# Required work
Print each entry word for word without images.

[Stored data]

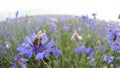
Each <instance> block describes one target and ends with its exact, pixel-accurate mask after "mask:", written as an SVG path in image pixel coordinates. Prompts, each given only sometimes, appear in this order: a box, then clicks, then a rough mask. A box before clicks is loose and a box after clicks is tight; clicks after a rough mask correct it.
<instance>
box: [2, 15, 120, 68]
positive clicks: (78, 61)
mask: <svg viewBox="0 0 120 68" xmlns="http://www.w3.org/2000/svg"><path fill="white" fill-rule="evenodd" d="M114 23H115V22H105V21H100V20H97V19H90V18H88V17H87V16H81V17H78V16H60V15H58V16H57V15H56V16H52V15H43V16H34V17H32V16H28V17H24V18H16V19H12V20H6V21H2V22H0V68H120V66H119V65H120V27H119V26H117V25H115V24H114Z"/></svg>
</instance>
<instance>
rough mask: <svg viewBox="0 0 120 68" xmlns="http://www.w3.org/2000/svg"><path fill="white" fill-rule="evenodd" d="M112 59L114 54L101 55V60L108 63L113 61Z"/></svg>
mask: <svg viewBox="0 0 120 68" xmlns="http://www.w3.org/2000/svg"><path fill="white" fill-rule="evenodd" d="M113 60H114V56H106V55H105V56H104V57H103V61H105V62H107V63H108V64H110V63H111V62H113Z"/></svg>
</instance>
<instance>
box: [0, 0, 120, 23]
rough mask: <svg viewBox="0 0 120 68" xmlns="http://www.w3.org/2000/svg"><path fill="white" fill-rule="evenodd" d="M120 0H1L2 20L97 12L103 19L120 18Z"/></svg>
mask: <svg viewBox="0 0 120 68" xmlns="http://www.w3.org/2000/svg"><path fill="white" fill-rule="evenodd" d="M119 6H120V5H119V0H4V1H2V0H1V1H0V20H2V19H4V20H5V18H7V17H9V16H10V15H11V17H15V12H16V11H19V13H20V15H21V16H25V15H26V14H28V15H40V14H58V15H59V14H62V15H64V14H65V15H77V16H80V15H88V16H89V17H92V15H91V14H92V13H96V14H97V18H98V19H101V20H103V19H104V20H106V21H109V20H113V21H117V20H118V15H119V14H120V7H119Z"/></svg>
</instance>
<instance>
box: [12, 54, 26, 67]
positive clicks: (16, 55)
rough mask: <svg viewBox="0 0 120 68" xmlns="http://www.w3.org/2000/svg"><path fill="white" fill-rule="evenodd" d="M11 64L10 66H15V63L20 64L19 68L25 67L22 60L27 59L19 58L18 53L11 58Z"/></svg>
mask: <svg viewBox="0 0 120 68" xmlns="http://www.w3.org/2000/svg"><path fill="white" fill-rule="evenodd" d="M12 61H13V63H14V64H13V65H12V68H17V65H20V66H21V68H26V65H25V64H24V62H26V61H28V60H27V59H24V58H21V56H20V55H16V56H15V57H14V58H13V60H12Z"/></svg>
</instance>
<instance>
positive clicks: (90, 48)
mask: <svg viewBox="0 0 120 68" xmlns="http://www.w3.org/2000/svg"><path fill="white" fill-rule="evenodd" d="M93 51H94V48H92V47H89V48H87V50H86V53H88V54H91V53H92V52H93Z"/></svg>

# Answer to this task
Each <instance> block describes one target and ends with its exact, pixel-accurate mask after "mask:", written as an SVG path in image pixel coordinates. Prompts, each given only sometimes, appear in this order: a box, then clicks, then a rough mask. A box before clicks is loose and a box after clicks is tight; clicks after a rough mask correct it.
<instance>
box: [2, 15, 120, 68]
positive clicks: (78, 61)
mask: <svg viewBox="0 0 120 68" xmlns="http://www.w3.org/2000/svg"><path fill="white" fill-rule="evenodd" d="M114 23H115V22H105V21H100V20H97V19H90V18H88V17H87V16H81V17H78V16H60V15H58V16H57V15H56V16H52V15H43V16H34V17H32V16H28V17H24V18H16V19H12V20H6V21H2V22H0V68H120V66H119V65H120V27H119V26H117V25H115V24H114Z"/></svg>
</instance>
<instance>
rough mask: <svg viewBox="0 0 120 68" xmlns="http://www.w3.org/2000/svg"><path fill="white" fill-rule="evenodd" d="M112 59L114 54L101 55V60L108 63L113 61Z"/></svg>
mask: <svg viewBox="0 0 120 68" xmlns="http://www.w3.org/2000/svg"><path fill="white" fill-rule="evenodd" d="M113 60H114V56H106V55H105V56H104V57H103V61H105V62H107V63H108V64H110V63H111V62H113Z"/></svg>
</instance>
<instance>
box: [0, 0, 120, 23]
rough mask: <svg viewBox="0 0 120 68" xmlns="http://www.w3.org/2000/svg"><path fill="white" fill-rule="evenodd" d="M120 0H1L2 20L97 12L103 19L120 18Z"/></svg>
mask: <svg viewBox="0 0 120 68" xmlns="http://www.w3.org/2000/svg"><path fill="white" fill-rule="evenodd" d="M119 6H120V5H119V0H4V1H2V0H1V1H0V20H2V19H4V20H5V18H7V17H9V16H10V15H11V17H15V12H16V11H19V13H20V15H21V16H25V15H26V14H28V15H40V14H58V15H59V14H62V15H64V14H65V15H77V16H80V15H88V16H89V17H92V15H91V14H92V13H96V14H97V18H98V19H101V20H103V19H104V20H106V21H109V20H113V21H117V20H118V15H119V14H120V7H119Z"/></svg>
</instance>
<instance>
box: [12, 54, 26, 67]
positive clicks: (16, 55)
rough mask: <svg viewBox="0 0 120 68" xmlns="http://www.w3.org/2000/svg"><path fill="white" fill-rule="evenodd" d="M11 64L10 66H15V63L20 64L19 68L25 67L22 60L27 59L19 58L18 53L11 58Z"/></svg>
mask: <svg viewBox="0 0 120 68" xmlns="http://www.w3.org/2000/svg"><path fill="white" fill-rule="evenodd" d="M12 61H13V63H14V64H13V65H12V68H17V65H20V66H21V68H26V65H25V64H24V62H26V61H28V60H27V59H24V58H21V56H20V55H16V56H15V57H14V58H13V60H12Z"/></svg>
</instance>
<instance>
positive clicks: (90, 48)
mask: <svg viewBox="0 0 120 68" xmlns="http://www.w3.org/2000/svg"><path fill="white" fill-rule="evenodd" d="M93 51H94V48H92V47H89V48H87V50H86V53H88V54H91V53H92V52H93Z"/></svg>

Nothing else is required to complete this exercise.